**Set problem:** Copy the material below word for word, from the first line to the last, and omit the pictures from your copy.

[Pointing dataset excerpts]
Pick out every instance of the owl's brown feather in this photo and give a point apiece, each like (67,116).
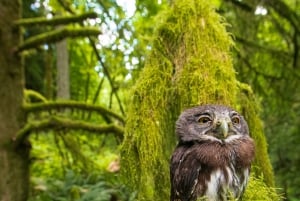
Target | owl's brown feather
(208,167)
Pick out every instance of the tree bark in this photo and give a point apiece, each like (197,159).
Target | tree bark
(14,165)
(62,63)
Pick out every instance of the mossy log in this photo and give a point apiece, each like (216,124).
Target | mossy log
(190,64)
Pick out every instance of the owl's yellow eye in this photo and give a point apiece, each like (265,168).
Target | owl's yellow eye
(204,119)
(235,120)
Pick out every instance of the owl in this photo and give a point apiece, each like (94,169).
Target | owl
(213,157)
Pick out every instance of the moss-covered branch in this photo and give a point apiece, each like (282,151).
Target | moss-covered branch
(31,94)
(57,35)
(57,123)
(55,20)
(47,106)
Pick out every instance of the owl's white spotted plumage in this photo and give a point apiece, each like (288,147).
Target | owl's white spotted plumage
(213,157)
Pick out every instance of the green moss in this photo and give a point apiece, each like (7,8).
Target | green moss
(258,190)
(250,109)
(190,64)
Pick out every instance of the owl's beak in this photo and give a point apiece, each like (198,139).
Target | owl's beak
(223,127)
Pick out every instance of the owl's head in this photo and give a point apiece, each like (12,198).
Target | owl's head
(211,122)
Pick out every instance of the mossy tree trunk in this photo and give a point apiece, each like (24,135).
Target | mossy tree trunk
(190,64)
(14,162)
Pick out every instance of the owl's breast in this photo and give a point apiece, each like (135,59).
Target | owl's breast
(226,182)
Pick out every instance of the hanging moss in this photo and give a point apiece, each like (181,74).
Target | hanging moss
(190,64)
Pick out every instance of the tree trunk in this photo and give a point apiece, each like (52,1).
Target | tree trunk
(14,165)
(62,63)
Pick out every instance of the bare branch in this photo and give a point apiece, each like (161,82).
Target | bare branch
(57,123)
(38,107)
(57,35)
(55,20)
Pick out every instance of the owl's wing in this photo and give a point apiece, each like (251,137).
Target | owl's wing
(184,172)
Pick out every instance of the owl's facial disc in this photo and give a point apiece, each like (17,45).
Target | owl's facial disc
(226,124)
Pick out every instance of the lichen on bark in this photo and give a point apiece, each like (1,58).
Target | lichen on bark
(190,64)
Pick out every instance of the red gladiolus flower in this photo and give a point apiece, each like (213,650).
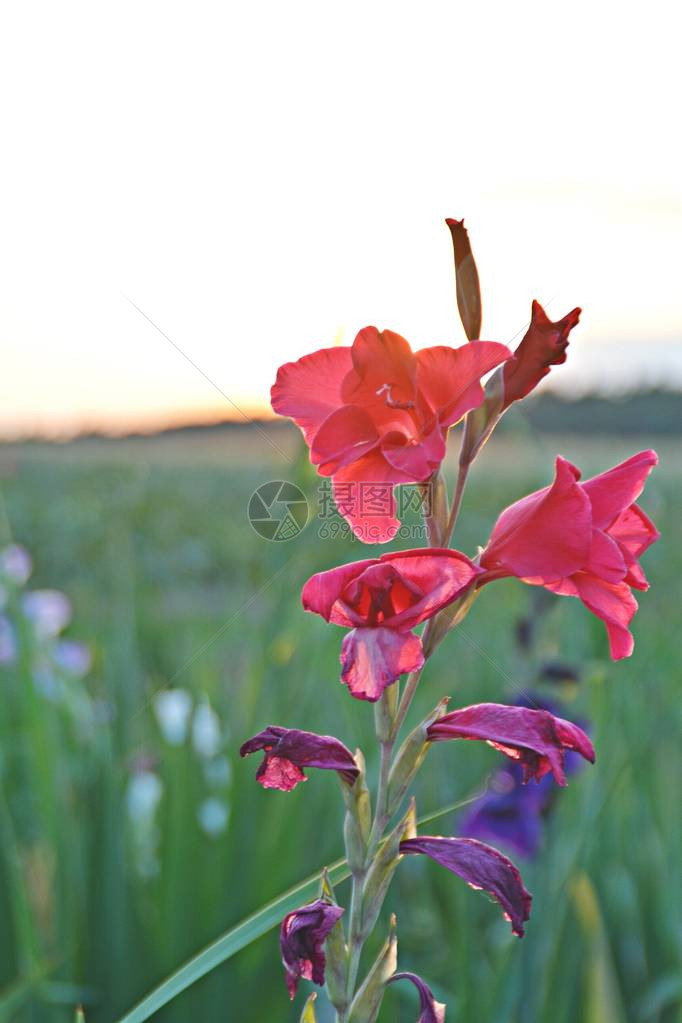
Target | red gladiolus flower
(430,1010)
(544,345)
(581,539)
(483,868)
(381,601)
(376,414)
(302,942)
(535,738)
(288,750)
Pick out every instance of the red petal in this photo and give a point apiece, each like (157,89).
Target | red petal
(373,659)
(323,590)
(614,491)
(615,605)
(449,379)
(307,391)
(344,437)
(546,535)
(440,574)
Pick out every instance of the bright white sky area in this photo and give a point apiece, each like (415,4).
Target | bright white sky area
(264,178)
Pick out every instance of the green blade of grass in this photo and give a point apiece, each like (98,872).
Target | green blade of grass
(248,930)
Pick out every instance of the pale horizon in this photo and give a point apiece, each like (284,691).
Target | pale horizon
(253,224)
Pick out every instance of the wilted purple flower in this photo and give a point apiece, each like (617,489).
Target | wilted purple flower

**Problem solution:**
Pick out every instance of the owl's brown feather in this photo and give a point apiece, each like (67,116).
Target | owl's brown feather
(208,167)
Pick out every instance of the tree bark in this photo and give a point apiece, each like (197,159).
Target | tree bark
(14,165)
(62,63)
Pick out every instance of the mossy log in this photo and give a point apiece, each like (216,124).
Target | mossy log
(190,64)
Pick out every instance of the owl's yellow eye in this photo and give a point apiece, each like (265,168).
Target | owl's yellow eye
(204,119)
(235,120)
Pick out every instance of the owl in this photo and give a point apiece, each like (94,169).
Target | owl
(213,157)
Pick out every instance of the moss-covered branch in this photo and give a point apiece, each like (282,151).
Target | moss-covered branch
(31,94)
(57,35)
(57,123)
(55,20)
(47,106)
Pick out every instance of the owl's white spotted plumage in this photo and give a point apiece, each like (288,147).
Target | owl's white spotted plumage
(213,157)
Pick out every instance of the green moss in this photo and give a point apiece, each like (7,8).
Target | green moss
(258,190)
(250,109)
(190,64)
Pick out every instance of the owl's beak in this photo and give a point apiece, each like (198,139).
Target | owl's beak
(223,127)
Pick out every instance of the owl's head in this photo and give a point apiece, each like (12,198).
Target | owl's head
(211,122)
Pick out every instance of the mossy tree trunk in this photo and give a point apiece, each like (24,135).
Target | mossy tree trunk
(190,64)
(14,162)
Pick out every instance of the owl's breast in this photo and give a point apiece, each like (135,59).
Target | owl's breast
(226,182)
Pick out every instance of the hanging moss in this photo and give a point apiece, each like (181,74).
Target | hanging moss
(190,64)
Pick out every instance of the tree trunk in this photo and give a point apiece, each like (52,1).
Target | tree trunk
(14,165)
(62,63)
Pick out every instance of the bare branch in this photo and give a point apiece, each like (161,82).
Target | bare branch
(57,123)
(38,107)
(57,35)
(55,20)
Pick out every instance of the owl's wing in this photo and give a point apiece, each like (251,137).
Target | owl's wing
(184,172)
Pick out every instance of the owl's facial disc in this photo and give a point apiece, each like (17,45).
Target | owl's facial disc
(226,124)
Pick out every instance of the lichen on bark in this photo and give a point apiece, each like (1,58).
Target | lichen on bark
(190,64)
Pick out every instance of the red gladiolus flower in this photo and give a point apiece, each like (213,650).
Target | red gladiolus flower
(430,1010)
(544,345)
(581,539)
(483,868)
(381,601)
(376,414)
(302,942)
(535,738)
(288,750)
Pick out every instance of the red petal in this photo and give a point apiece, each like (157,89).
Target | red petal
(373,659)
(323,590)
(614,491)
(615,605)
(449,379)
(307,391)
(344,437)
(546,535)
(440,574)
Pick out every instance of the bright white sky area in this photo and give a point apiece, each like (415,4).
Target | bright white sky area
(264,178)
Pick out every instance of the green blade of grass in this photo and give a point apiece, each like (98,872).
Target | green blade of grass
(248,930)
Pick out every instance of the pale horizon in this photo and give a point apiece, each like (284,691).
Target | pale horizon
(253,224)
Pick out every instance of the wilted purple flower in this photo and give a point apiece, each like (617,489).
Target | wilted purple flower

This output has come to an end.